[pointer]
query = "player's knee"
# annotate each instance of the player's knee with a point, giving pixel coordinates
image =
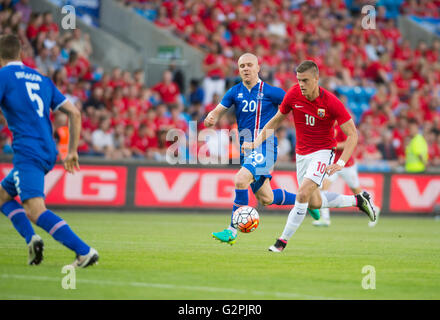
(241, 181)
(4, 196)
(34, 208)
(302, 196)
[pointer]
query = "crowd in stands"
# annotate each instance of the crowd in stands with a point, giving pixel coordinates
(123, 118)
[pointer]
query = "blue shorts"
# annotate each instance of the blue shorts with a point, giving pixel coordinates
(26, 180)
(260, 163)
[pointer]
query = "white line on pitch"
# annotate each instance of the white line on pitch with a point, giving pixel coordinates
(171, 286)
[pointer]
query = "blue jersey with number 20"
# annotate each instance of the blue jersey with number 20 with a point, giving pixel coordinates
(26, 98)
(253, 108)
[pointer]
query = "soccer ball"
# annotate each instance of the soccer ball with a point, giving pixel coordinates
(246, 219)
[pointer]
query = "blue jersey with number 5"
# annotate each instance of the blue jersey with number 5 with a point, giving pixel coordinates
(26, 98)
(253, 108)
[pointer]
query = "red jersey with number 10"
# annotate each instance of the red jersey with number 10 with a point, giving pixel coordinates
(314, 120)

Task details: Rewrite all of the records above, substituting "mark" for each occurrence of "annotate" and leaving every other word unchanged. Omit the pictures from your answer.

Written answer:
[pointer]
query = "player's knee"
# mark each instance of the player's knee with a point, giving pixel coordinates
image =
(241, 181)
(4, 196)
(34, 208)
(302, 196)
[pointer]
query = "crowd in stands"
# mark each instance of the crowd in stands with a point, giving pixel coordinates
(123, 118)
[pointer]
query = "blue shorts"
# mark each instance of the blue shorts with a point, giving pixel coordinates
(26, 180)
(260, 163)
[pointer]
query = "white line on pitch"
# mark each instance of the white line on pitch with a point, giving pixel coordinates
(171, 286)
[pointer]
query = "blue jersey with number 20"
# mark each instance of the blue jersey with number 20 with a point, giving pixel coordinates
(26, 98)
(253, 108)
[pointer]
query = "soccer ball"
# mark each instance of the soccer ball with a point, giving pixel coordinates
(246, 219)
[pointer]
query = "blue jersey with number 5"
# mark each instance of the blue jersey with number 5 with a point, giving pixel coordinates
(26, 98)
(253, 108)
[pointer]
query = "red jersey with number 10"
# mark each instance of the red jersey with number 10 with a point, giving pixel coordinates
(314, 120)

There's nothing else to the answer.